# Conjunto de tarefas:
- A) Devolva sem alterações o trecho do texto sobre o sindicato que começa nas palavras "profissão ou da" e vai até as palavras "substituídos).", inclusive.
- B) Diga se cada afirmação abaixo concorda com o texto sobre o sindicato, respondendo sim ou não e citando literalmente as palavras do texto que decidem a resposta. (i) O sindicato adquire personalidade jurídica pela inscrição de seus estatutos em cartório. (ii) O registro no órgão competente equivale à autorização para o funcionamento do sindicato. (iii) Como substituto processual, o sindicato depende de outorga de poderes dos substituídos.
══ Texto fornecido
Objetivamente, nos interessa que, no sistema posto pátrio, o sindicato é

pessoa jurídica de direito privado, que adquire personalidade jurídica por meio da inscrição

de seus estatutos no cartório de registro de títulos de documentos, sendo esta exigência

formal a atuação do Estado. Por outro lado, a previsão de registro junto ao órgão

competente, AESB, dá-lhe personalidade jurídica sindical, não se confundindo com

autorização para o funcionamento nem com reconhecimento da representatividade da

categoria (IN/MT, n.º 01, de 27/8/91, complementada mais recentemente, pela IN 01/99, do

Ministério do Trabalho).

As prerrogativas do sindicato não são opcionais, mas sim legais, cabendo-lhe

representar perante as autoridades administrativas e judiciárias os interesses gerais da

profissão ou da categoria, ou os interesses individuais dos associados relativos à atividade

ou profissão exercida. Ora detém a condição de representante (necessitando para sua

atuação de autorização dos representados), ora a de substituto processual (agindo em nome

próprio na defesa de direitos de terceiros, independentemente de outorga de poderes dos

substituídos).
════
══ Dados brutos
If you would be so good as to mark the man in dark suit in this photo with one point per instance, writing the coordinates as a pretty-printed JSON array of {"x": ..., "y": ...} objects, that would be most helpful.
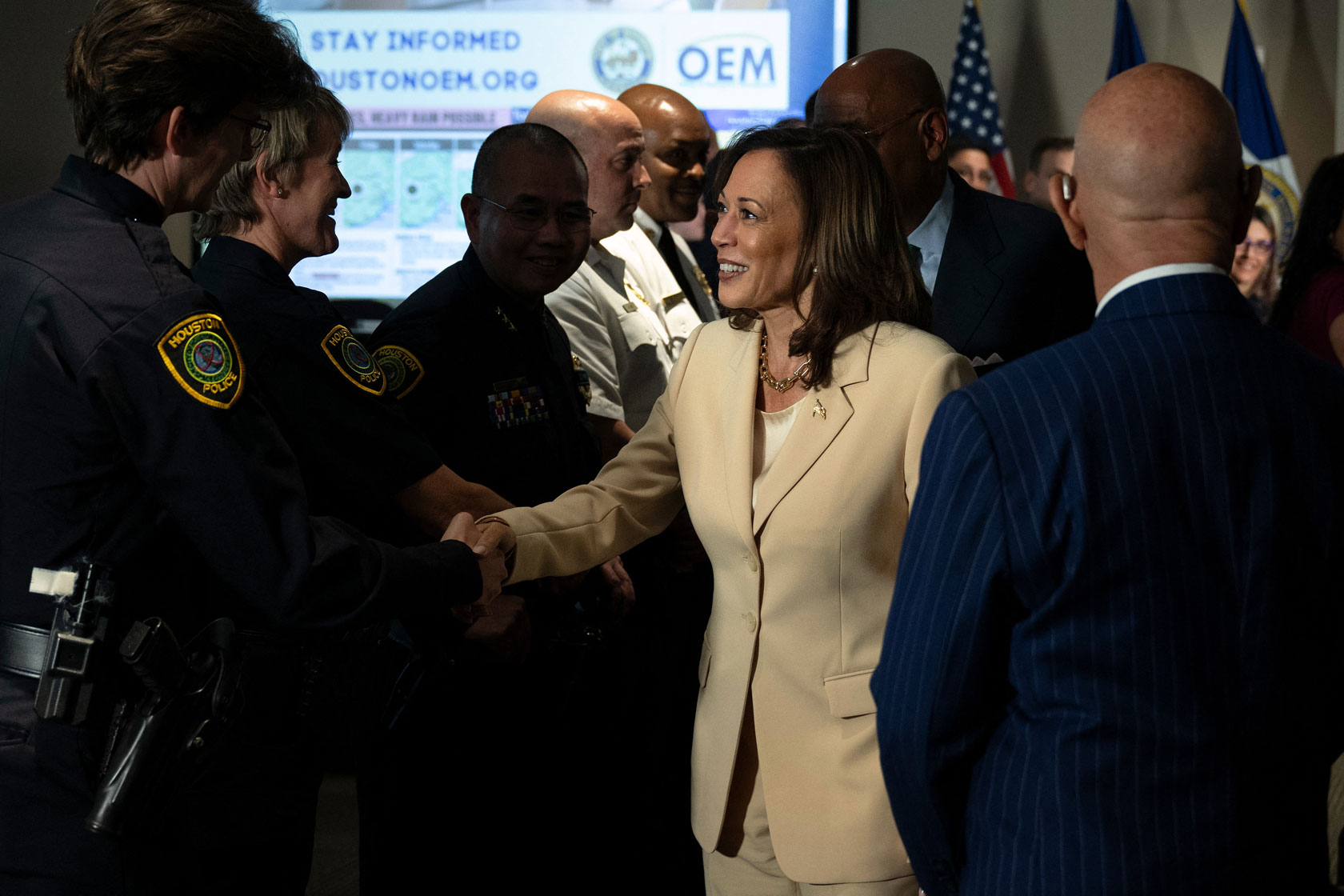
════
# Respostas completas:
- A)
profissão ou da categoria, ou os interesses individuais dos associados relativos à atividade

ou profissão exercida. Ora detém a condição de representante (necessitando para sua

atuação de autorização dos representados), ora a de substituto processual (agindo em nome

próprio na defesa de direitos de terceiros, independentemente de outorga de poderes dos

substituídos).

- B)
(i) Sim: "adquire personalidade jurídica por meio da inscrição de seus estatutos no cartório de registro de títulos de documentos".
(ii) Não: "não se confundindo com autorização para o funcionamento".
(iii) Não: "independentemente de outorga de poderes dos substituídos".